当社のAI技術の研究開発組織である「AI Lab」は、研究成果を論文として国際学会や学術誌へ投稿しており、その数は年間100本を超えます。加速していく研究活動に対して社会への配慮を担保するため、また論文投稿の際に求められる倫理審査を迅速に行うため、2年前から社内に研究倫理審査委員会を設立し、活動を行っています。

事業会社として多くのユーザーやクライアントを抱えている当社にとって、事業に応用される科学技術の社会的影響を見極めることは重要です。研究者には迅速な審査を、事業経営者にはリスク低減と将来の技術活用への道筋を、サービスを利用するユーザーやクライアントには安心・安全を提供したいと考えています。
 

―倫理審査委員会の設立にあたって、課題はありませんでしたか?

▶ [確認用データ]
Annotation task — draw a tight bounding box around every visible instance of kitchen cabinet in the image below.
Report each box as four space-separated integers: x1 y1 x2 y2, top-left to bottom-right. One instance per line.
---
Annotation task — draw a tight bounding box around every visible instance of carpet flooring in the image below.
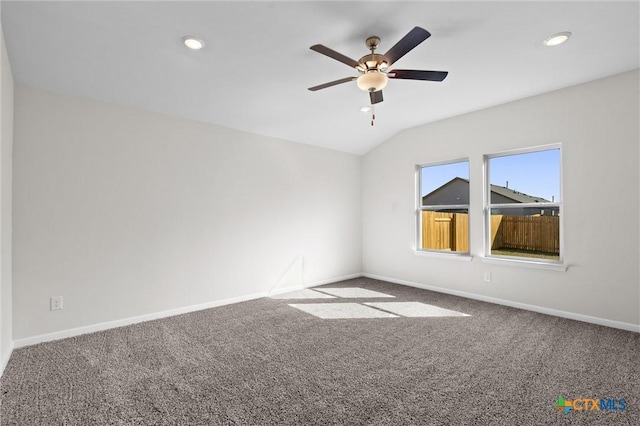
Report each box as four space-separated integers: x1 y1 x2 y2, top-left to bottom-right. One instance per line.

▶ [作業課題] 本文のうち、「当社のAI技術の研究開発組織」を含む語句で始まり「設立し、活動を行っています。」で終わる部分を、一字も変えずに書き写せ。 データはここでは一切使わない。

▶ [課題の解答]
当社のAI技術の研究開発組織である「AI Lab」は、研究成果を論文として国際学会や学術誌へ投稿しており、その数は年間100本を超えます。加速していく研究活動に対して社会への配慮を担保するため、また論文投稿の際に求められる倫理審査を迅速に行うため、2年前から社内に研究倫理審査委員会を設立し、活動を行っています。